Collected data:
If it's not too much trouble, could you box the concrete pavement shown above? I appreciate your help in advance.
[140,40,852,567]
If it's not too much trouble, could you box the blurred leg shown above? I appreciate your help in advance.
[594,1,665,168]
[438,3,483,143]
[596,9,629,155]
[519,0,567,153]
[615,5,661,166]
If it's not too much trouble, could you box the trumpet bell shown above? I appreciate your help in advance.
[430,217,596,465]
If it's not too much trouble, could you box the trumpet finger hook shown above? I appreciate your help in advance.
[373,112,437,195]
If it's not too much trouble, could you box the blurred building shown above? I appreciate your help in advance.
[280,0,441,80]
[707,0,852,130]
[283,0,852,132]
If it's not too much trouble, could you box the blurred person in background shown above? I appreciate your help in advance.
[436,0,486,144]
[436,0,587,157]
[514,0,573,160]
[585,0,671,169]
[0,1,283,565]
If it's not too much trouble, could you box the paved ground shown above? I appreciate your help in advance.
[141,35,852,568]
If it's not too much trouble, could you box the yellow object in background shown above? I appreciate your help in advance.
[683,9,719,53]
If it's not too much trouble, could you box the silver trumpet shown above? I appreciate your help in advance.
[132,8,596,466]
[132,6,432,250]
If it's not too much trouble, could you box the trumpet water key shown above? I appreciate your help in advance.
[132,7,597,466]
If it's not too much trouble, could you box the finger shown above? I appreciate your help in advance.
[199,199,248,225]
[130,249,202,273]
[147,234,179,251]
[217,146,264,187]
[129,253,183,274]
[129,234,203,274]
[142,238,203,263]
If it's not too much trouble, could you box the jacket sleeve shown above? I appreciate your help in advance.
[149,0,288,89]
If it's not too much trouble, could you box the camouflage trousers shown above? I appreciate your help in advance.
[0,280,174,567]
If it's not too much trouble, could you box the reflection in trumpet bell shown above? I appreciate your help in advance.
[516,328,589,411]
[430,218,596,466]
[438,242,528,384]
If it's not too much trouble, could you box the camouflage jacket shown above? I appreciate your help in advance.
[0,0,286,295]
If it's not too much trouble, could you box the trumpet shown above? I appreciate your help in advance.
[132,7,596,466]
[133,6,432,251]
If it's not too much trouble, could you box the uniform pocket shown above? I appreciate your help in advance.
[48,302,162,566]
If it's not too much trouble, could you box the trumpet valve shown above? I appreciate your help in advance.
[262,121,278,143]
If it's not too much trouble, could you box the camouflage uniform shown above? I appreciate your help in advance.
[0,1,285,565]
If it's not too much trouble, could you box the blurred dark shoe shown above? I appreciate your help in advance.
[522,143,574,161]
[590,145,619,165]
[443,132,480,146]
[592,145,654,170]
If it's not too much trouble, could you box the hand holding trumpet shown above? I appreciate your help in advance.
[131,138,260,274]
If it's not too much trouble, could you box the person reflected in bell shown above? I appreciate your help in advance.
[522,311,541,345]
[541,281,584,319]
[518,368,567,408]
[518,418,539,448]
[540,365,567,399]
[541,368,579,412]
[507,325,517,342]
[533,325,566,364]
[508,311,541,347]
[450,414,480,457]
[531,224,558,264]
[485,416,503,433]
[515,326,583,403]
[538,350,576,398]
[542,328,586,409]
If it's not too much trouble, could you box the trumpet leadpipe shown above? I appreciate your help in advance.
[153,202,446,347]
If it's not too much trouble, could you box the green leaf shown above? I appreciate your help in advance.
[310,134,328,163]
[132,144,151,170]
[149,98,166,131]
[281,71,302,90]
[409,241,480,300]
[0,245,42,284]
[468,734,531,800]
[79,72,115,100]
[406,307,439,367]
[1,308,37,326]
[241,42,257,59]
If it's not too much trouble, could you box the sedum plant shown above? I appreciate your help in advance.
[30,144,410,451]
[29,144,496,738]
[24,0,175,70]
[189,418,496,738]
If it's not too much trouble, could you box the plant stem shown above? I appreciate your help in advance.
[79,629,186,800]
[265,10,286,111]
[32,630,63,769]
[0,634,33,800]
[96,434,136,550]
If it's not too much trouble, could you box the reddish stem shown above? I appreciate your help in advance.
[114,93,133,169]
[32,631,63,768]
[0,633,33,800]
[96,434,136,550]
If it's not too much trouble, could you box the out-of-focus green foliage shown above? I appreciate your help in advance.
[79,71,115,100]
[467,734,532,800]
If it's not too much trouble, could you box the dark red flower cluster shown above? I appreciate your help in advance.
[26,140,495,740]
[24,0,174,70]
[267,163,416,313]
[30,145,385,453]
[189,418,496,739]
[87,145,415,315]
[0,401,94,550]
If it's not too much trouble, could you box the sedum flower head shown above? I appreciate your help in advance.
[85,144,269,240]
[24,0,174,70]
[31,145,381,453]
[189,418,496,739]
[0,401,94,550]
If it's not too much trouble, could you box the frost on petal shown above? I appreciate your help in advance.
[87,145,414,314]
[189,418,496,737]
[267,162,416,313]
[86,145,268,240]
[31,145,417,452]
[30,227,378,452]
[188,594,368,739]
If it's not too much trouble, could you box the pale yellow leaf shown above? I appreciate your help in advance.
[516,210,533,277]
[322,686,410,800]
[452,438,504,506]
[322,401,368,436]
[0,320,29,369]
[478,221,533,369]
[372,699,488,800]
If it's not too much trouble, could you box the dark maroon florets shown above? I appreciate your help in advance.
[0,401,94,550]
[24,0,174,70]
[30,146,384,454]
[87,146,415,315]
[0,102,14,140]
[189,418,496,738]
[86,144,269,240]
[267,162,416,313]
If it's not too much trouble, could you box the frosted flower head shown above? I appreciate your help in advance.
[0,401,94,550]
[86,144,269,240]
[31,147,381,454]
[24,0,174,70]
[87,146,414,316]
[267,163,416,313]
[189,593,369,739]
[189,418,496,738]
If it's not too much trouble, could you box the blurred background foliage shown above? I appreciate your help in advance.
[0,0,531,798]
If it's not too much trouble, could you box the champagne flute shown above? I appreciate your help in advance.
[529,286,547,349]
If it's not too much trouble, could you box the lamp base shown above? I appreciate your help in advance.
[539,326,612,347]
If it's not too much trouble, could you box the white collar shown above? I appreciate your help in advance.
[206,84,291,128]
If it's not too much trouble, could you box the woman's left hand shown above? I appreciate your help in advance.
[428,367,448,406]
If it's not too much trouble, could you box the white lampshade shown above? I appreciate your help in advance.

EXERCISE GOAL: Every entry above should be duplicated exactly.

SOLUTION FOR THIS PROBLEM:
If it's not too much trouble, could you box the concrete pavement shown above? I appreciate your help in advance.
[140,40,852,567]
If it's not too much trouble, could you box the blurred leg shown above? I appreciate your help in advance.
[594,1,665,168]
[438,3,483,143]
[596,9,629,155]
[519,0,567,153]
[615,5,661,166]
If it's not too much trouble, could you box the trumpet bell shown above? I appreciate your help in advance.
[430,217,596,465]
If it's not too much trouble, could you box the trumpet finger hook shown above? I appreciate your help in advance.
[373,112,437,195]
If it's not too much trouble, could you box the blurred building shown above? I appreciate your help in advance.
[280,0,441,80]
[707,0,852,130]
[283,0,852,132]
If it's not too much trouble, could you box the blurred person in background shown above? I appreciate your help in advance.
[436,0,486,144]
[436,0,587,157]
[514,0,573,160]
[585,0,671,169]
[0,1,283,565]
If it's not too much trouble, could you box the paved ground shown above? I appreciate your help in advance.
[141,35,852,568]
If it's not too much trouble, could you box the yellow object in background shown above? I appreciate your help in advance.
[683,9,719,53]
If it's not too much trouble, could you box the silver trumpet shown above? I appreciate your help in advance.
[132,8,596,466]
[132,6,432,250]
If it's not too much trouble, could you box the trumpet water key shown above? I appreciate your help in advance.
[132,7,597,466]
If it's not too much trouble, could you box the finger shown above? I appreciate your help in advance.
[199,199,248,225]
[130,249,202,273]
[147,234,179,251]
[217,146,264,187]
[129,253,183,274]
[129,234,203,274]
[142,238,203,263]
If it's not too much trouble, could you box the jacket sleeve shown above? I appreciate your help in advance.
[149,0,288,89]
If it's not too much trouble, could you box the camouflage trousers shown above? I appreciate your help in advance.
[0,280,174,567]
If it's not too much trouble, could you box the reflection in trumpet bell shown above? I appreciate your help in advance.
[516,328,589,411]
[430,218,596,466]
[438,242,528,384]
If it's not too much trouble, could you box the camouflage jacket shown above? I appreciate your help in advance.
[0,0,286,295]
If it's not too much trouble, could you box the trumpet shown above? I appreciate your help in advance.
[132,7,596,466]
[133,6,432,251]
If it's not too much trouble, could you box the uniform pocket shown above? I appreciate your help in advance.
[48,302,162,566]
If it's not too much trouble, could you box the trumpet valve shown above? I appreciate your help in advance.
[262,121,278,143]
If it's not too much trouble, could you box the camouflage uniform shown above? I appreciate your help in advance.
[0,1,285,565]
If it's not too much trouble, could you box the blurred dark shoe shown above? I appreciate your help in advance.
[522,143,574,161]
[590,145,619,165]
[443,132,480,146]
[592,145,654,170]
If it's not too much trouble, could you box the hand holding trumpet shown above? I appreciate your help in advance.
[131,138,260,274]
If it's not too much trouble, could you box the person reflected in bell shown above? I appreciate your help in advance.
[522,311,541,345]
[541,281,584,319]
[518,368,567,408]
[518,418,539,448]
[540,365,567,399]
[541,368,579,412]
[507,325,517,342]
[533,325,566,364]
[508,311,541,347]
[450,414,480,457]
[531,224,558,264]
[485,416,503,433]
[515,326,583,403]
[538,350,576,398]
[542,328,586,409]
If it's not too much trouble, could you box the trumpet leadpipe shown above? I appreciate your help in advance.
[153,202,446,347]
If it's not too much trouble, could you box the green leaf shown above? I appreciate your help in advance.
[310,134,328,163]
[132,144,151,170]
[149,98,166,131]
[281,71,302,90]
[409,241,480,300]
[0,245,42,284]
[468,734,531,800]
[79,72,115,100]
[406,307,439,367]
[1,308,37,326]
[241,42,257,59]
If it's not too much trouble, could you box the sedum plant shown above? I appreciate your help in advance.
[30,144,410,451]
[29,144,496,738]
[24,0,175,70]
[189,418,496,738]
If it's not too much trouble, could you box the plant stem shown above? I appreciate your help in advance.
[79,629,186,800]
[265,10,286,111]
[32,630,63,769]
[0,634,33,800]
[96,434,136,550]
If it's not too much trouble, could you box the reddish stem shown above? I appreciate your help in advance.
[114,93,133,169]
[32,631,63,768]
[0,633,33,800]
[96,434,136,550]
If it's not too much trouble, could you box the out-of-focus green foliage shown above? I appreciate your help in advance.
[79,71,115,100]
[467,734,532,800]
If it's not too much trouble, could you box the dark red flower cluster shown above? I appreciate your help in advance.
[26,140,495,740]
[24,0,174,70]
[267,163,416,313]
[30,145,385,453]
[189,418,496,739]
[87,145,415,315]
[0,401,94,550]
If it's not too much trouble, could you box the sedum flower head shown above? I appreciate your help in advance.
[85,144,269,240]
[24,0,174,70]
[31,145,381,453]
[189,418,496,739]
[0,401,94,550]
If it's not too much trouble, could you box the frost on petal shown above? I appreciate your help in advance.
[87,145,414,314]
[189,418,496,737]
[267,162,416,313]
[86,145,268,240]
[31,145,417,452]
[30,227,378,452]
[188,594,368,739]
If it's not too much trouble, could you box the pale yellow leaf shown above? I appreciate your help in advance.
[516,210,533,277]
[322,686,410,800]
[452,438,504,506]
[322,401,368,436]
[0,320,29,369]
[478,221,533,369]
[372,699,488,800]
If it's not too much trouble, could you box the dark maroon florets shown above? I appreciate your help in advance.
[0,401,94,550]
[24,0,174,70]
[30,146,384,454]
[87,146,415,315]
[0,102,14,140]
[189,418,496,738]
[86,144,269,240]
[267,162,416,313]
If it's not too much trouble, could you box the frosted flower head shown above? I appreciate your help in advance.
[0,401,94,550]
[86,144,269,240]
[31,147,381,454]
[24,0,174,70]
[87,146,414,316]
[267,163,416,313]
[189,593,369,739]
[189,418,496,738]
If it's not too much trouble, could you box the blurred background foliage shown above? I appreciate your help in advance.
[0,0,531,798]
If it's not too much trouble, could you box the champagne flute shown above? I appreciate your help in advance.
[529,286,547,349]
If it's not too much trouble, could you box the lamp base shown above? I appreciate your help in advance.
[539,326,612,347]
If it's not too much trouble, could you box the white collar shown above? I appreciate your help in advance.
[206,84,291,128]
If it's not too much trouble, could you box the woman's left hand shown above? I appreciate your help in advance.
[428,367,448,406]
If it's not too much trouble, could you box the white lampshade shown above? I appreciate your help in advance.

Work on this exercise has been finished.